▸ **Stored items from a collection**
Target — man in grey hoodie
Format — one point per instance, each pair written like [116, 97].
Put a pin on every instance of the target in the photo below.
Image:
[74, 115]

▸ **Exercise aim**
Determine how many lines of the entries above carry the string "instance", and give that number alone.

▸ **Solved exercise**
2